> Consigne a
Relevez et recopiez chaque ligne des enregistrements contenant la chaîne « ocean », en tenant compte de la casse.

> Texte à lire
Opinion Sylvain Charlebois

Le paradoxe de l’achat local

Même si la majorité des Canadiens sont prêts à payer davantage pour des fruits et légumes produits localement, un petit nombre d’entre eux les recherchent activement

L’effet de la pandémie sur la chaîne d’approvisionnement alimentaire a poussé les gouvernements, dont celui du Québec, à considérer l’autonomie alimentaire comme une priorité et à examiner davantage les chaînes d’approvisionnement locales.

Dans La Presse, la journaliste Daphné Cameron rapportait récemment* qu’une étude avait évalué la volonté des consommateurs de payer davantage pour des aliments cultivés localement ainsi que leurs perceptions des cultures en serre, entre autres. Le rapport publié par l’Université Dalhousie tentait aussi de cerner les facteurs considérés par les gens lors de l’achat de denrées, les endroits où ces denrées sont cultivées et le degré d’importance des fruits et légumes dans leur alimentation.

Le sondage a d’abord porté son attention sur la façon dont les Canadiens définissent les aliments locaux. Dans les provinces de l’Atlantique et des Prairies, la plupart des gens interrogés affirment que si la nourriture est cultivée dans leur province, on la considère comme locale, tandis que selon les consommateurs de la Colombie-Britannique, de l’Ontario et du Québec, seuls les aliments cultivés dans leur propre région sont considérés comme aliments locaux. Toute une nuance. Des programmes comme Aliments du Québec traitent toujours un marché comme homogène. Or, les résultats de l’enquête nous montrent que les gens de la Mauricie, par exemple, ne considèrent peut-être pas les fruits et légumes de la région d’Oka comme locaux.

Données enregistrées

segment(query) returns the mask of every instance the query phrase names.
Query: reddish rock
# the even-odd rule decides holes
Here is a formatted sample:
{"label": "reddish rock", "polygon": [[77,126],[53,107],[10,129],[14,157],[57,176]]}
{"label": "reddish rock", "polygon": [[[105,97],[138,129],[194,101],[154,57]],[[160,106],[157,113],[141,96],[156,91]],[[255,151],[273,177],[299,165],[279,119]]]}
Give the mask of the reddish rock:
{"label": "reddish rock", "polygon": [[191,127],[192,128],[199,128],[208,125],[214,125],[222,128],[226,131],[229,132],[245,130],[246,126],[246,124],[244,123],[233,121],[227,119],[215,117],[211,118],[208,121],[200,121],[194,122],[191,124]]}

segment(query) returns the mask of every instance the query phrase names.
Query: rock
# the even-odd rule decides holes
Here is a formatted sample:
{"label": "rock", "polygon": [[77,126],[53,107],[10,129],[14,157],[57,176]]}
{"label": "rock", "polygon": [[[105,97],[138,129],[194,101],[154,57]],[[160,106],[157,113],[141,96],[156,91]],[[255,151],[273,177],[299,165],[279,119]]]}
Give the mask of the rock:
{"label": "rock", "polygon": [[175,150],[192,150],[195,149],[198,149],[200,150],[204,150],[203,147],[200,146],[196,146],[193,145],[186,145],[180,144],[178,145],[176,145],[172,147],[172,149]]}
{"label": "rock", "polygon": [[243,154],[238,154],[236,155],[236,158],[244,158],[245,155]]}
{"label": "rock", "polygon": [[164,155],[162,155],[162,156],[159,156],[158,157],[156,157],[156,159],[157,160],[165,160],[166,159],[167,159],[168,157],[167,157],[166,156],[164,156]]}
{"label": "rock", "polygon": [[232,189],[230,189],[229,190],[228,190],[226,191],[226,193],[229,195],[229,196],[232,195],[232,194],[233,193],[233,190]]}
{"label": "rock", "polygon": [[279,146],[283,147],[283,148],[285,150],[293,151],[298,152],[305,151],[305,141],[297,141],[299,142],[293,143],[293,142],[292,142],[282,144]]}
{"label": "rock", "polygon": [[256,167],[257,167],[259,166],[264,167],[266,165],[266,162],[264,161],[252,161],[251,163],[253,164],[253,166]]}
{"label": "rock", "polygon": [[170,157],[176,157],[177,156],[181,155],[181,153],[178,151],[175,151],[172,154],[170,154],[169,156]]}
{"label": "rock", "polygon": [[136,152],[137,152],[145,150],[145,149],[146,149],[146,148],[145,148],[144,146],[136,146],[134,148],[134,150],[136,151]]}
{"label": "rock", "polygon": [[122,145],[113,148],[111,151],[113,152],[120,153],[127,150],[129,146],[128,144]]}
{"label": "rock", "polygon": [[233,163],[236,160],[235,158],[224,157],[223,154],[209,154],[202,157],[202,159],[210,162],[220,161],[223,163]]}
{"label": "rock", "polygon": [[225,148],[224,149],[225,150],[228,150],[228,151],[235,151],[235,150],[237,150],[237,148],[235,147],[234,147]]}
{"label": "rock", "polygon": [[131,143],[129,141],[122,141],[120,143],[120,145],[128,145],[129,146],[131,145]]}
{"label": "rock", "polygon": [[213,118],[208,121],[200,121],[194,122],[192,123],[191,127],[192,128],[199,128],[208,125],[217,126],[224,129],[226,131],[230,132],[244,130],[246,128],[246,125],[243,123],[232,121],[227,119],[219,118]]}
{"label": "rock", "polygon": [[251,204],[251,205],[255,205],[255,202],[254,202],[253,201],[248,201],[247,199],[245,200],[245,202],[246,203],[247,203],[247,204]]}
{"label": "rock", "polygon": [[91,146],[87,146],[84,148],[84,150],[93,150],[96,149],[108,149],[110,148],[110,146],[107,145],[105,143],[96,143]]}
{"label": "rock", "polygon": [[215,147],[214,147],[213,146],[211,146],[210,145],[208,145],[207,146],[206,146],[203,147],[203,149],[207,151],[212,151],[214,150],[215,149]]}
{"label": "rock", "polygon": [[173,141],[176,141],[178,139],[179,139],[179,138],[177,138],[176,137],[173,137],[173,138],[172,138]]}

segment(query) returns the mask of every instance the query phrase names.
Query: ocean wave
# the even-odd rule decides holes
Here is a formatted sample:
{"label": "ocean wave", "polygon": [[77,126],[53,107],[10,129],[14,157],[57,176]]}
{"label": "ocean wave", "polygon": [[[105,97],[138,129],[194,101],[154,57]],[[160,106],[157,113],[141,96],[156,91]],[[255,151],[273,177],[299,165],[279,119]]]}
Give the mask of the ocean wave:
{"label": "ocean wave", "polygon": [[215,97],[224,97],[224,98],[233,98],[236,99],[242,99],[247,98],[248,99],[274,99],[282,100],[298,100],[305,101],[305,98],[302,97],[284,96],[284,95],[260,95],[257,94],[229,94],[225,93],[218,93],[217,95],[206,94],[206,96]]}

* * *

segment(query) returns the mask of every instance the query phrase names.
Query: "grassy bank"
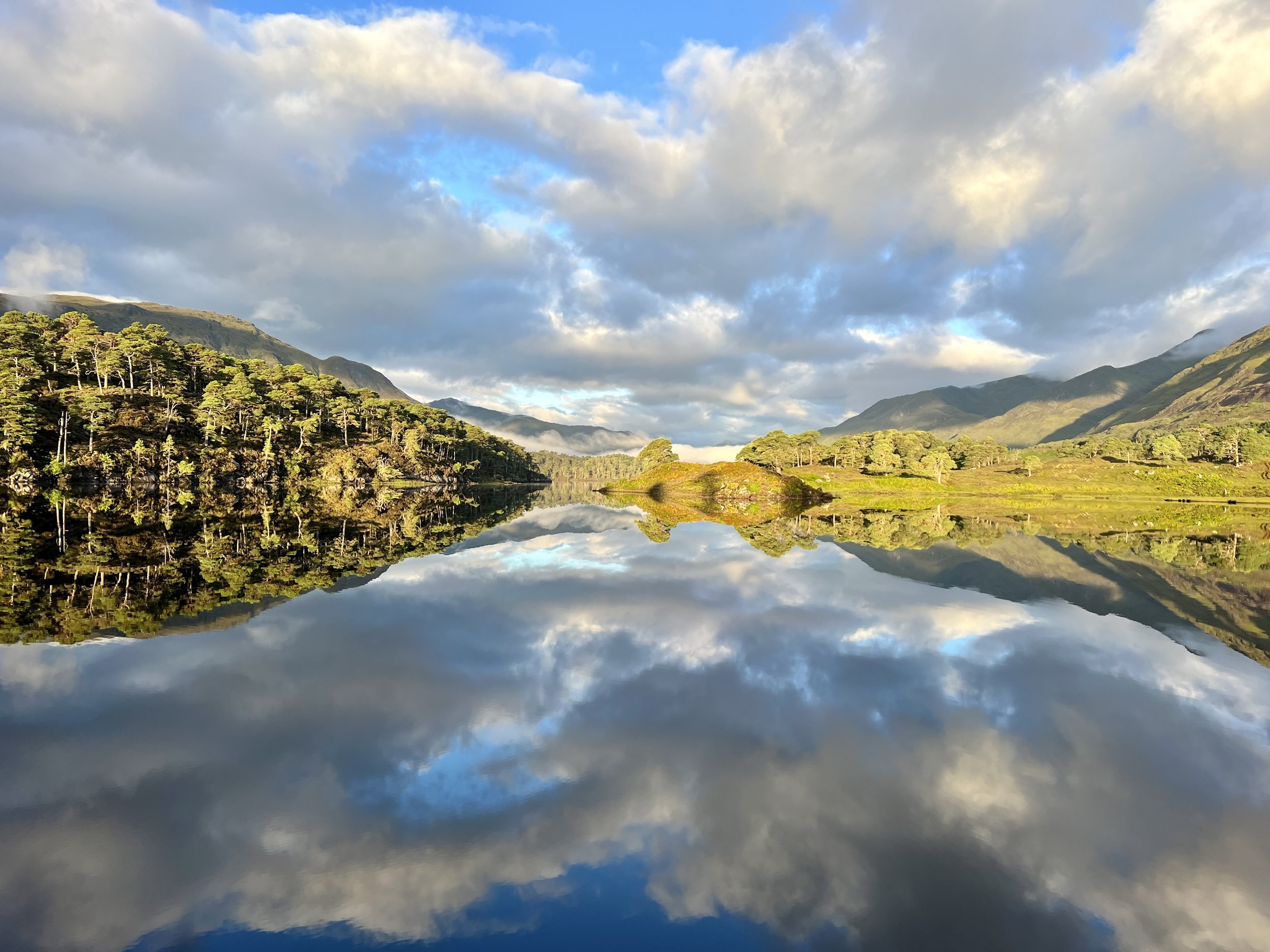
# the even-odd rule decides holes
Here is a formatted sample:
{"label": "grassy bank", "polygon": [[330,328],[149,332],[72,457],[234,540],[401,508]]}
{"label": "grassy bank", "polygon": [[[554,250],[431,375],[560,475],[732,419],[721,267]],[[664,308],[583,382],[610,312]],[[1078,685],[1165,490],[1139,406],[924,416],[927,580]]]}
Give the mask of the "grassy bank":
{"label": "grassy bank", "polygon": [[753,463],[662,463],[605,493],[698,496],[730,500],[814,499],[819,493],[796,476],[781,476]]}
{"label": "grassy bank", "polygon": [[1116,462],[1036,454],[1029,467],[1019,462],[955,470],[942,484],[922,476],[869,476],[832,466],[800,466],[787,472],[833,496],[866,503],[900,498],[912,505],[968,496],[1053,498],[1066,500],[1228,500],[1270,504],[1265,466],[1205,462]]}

--

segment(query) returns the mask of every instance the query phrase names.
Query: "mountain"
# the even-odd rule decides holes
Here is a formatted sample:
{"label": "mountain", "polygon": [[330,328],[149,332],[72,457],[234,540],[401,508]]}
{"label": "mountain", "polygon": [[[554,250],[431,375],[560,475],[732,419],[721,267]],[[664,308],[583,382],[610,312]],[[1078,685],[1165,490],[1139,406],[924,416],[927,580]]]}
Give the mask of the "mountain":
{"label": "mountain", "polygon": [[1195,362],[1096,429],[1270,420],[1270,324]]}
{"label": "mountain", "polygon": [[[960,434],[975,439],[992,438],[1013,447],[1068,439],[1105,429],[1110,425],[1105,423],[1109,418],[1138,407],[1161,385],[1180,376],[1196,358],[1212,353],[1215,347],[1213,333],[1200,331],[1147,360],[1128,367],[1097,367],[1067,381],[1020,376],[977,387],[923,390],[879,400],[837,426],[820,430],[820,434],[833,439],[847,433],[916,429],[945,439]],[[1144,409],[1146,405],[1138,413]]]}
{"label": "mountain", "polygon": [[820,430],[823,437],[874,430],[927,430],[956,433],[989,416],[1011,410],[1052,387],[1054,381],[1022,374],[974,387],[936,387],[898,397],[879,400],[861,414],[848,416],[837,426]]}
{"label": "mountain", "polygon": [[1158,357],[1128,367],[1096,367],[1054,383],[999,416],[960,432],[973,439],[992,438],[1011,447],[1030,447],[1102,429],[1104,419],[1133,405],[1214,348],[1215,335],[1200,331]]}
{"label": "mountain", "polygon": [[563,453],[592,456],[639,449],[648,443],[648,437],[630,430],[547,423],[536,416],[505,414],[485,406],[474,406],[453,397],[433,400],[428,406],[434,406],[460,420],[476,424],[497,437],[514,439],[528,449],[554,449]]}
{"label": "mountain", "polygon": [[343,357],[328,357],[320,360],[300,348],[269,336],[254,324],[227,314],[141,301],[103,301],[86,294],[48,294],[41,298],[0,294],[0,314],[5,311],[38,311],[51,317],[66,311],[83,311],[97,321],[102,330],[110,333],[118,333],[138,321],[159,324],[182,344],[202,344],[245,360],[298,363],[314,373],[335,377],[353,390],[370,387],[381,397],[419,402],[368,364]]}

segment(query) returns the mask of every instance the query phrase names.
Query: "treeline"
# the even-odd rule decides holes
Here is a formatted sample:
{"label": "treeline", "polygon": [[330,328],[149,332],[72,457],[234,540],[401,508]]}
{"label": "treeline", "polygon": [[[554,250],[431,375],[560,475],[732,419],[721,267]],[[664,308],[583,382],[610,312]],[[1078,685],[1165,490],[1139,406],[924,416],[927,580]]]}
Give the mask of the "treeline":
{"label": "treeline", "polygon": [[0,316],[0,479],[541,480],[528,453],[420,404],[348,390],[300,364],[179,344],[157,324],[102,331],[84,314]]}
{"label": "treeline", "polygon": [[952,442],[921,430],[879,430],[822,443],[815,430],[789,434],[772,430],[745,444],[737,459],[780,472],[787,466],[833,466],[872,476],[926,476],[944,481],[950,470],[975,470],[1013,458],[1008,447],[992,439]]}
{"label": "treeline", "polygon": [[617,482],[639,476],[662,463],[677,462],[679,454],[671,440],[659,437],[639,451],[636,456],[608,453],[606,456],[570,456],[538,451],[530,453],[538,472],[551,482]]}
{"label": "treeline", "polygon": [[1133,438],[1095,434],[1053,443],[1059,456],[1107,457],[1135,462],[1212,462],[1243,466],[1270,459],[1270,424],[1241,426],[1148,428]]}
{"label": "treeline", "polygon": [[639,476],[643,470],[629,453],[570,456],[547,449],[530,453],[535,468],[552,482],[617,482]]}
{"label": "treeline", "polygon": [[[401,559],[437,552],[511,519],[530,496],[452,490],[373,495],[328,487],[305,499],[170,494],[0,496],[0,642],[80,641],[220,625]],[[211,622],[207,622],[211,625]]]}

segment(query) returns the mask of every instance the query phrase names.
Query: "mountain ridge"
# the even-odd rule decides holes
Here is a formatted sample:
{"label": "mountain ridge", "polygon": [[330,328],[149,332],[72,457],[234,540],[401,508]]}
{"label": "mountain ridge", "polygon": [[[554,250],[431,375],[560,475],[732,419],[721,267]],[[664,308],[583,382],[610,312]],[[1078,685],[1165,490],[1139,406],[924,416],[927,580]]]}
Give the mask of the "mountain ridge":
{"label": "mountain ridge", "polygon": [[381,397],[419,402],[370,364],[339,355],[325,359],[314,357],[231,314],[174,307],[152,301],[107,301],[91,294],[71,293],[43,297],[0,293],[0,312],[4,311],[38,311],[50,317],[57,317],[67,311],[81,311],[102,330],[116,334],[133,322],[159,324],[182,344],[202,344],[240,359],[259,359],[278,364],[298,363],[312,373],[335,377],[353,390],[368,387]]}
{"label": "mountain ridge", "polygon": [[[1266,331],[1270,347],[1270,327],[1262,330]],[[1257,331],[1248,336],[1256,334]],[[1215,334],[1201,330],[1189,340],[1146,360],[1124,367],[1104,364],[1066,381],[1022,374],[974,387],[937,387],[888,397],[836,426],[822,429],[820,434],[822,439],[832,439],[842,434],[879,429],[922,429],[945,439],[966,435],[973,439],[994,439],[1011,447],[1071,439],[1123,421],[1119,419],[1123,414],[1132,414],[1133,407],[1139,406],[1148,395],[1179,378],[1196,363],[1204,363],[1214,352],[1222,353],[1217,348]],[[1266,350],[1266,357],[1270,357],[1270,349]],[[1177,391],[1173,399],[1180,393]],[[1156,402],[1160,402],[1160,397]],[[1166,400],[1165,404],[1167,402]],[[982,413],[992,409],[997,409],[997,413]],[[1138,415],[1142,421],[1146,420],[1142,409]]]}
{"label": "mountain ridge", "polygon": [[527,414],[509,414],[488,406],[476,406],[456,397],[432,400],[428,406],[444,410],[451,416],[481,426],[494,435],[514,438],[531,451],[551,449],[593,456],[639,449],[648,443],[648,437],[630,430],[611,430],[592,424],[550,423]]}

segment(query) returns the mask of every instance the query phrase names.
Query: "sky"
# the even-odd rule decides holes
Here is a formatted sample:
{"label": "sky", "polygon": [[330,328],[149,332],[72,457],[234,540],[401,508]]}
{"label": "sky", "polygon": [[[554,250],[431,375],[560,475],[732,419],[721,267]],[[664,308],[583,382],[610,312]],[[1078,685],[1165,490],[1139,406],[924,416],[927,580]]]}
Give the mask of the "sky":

> Consigne b
Reproduisez fidèlement le passage de l'article sur l'achat local qui va de « Le paradoxe de l’achat » jusqu'à « chaînes d’approvisionnement locales. ».

> Corrigé a
Query: ocean wave
{"label": "ocean wave", "polygon": [[77,126],[53,107],[10,129],[14,157],[57,176]]}
{"label": "ocean wave", "polygon": [[[105,97],[138,129],[194,101],[154,57]],[[160,106],[157,113],[141,96],[156,91]],[[255,151],[273,177],[299,165],[279,119]]]}
Give the mask of the ocean wave:
{"label": "ocean wave", "polygon": [[215,97],[224,97],[224,98],[233,98],[236,99],[242,99],[247,98],[248,99],[274,99],[282,100],[298,100],[305,101],[305,98],[302,97],[284,96],[284,95],[260,95],[257,94],[229,94],[225,93],[218,93],[217,95],[206,94],[206,96]]}

> Corrigé b
Le paradoxe de l’achat local

Même si la majorité des Canadiens sont prêts à payer davantage pour des fruits et légumes produits localement, un petit nombre d’entre eux les recherchent activement

L’effet de la pandémie sur la chaîne d’approvisionnement alimentaire a poussé les gouvernements, dont celui du Québec, à considérer l’autonomie alimentaire comme une priorité et à examiner davantage les chaînes d’approvisionnement locales.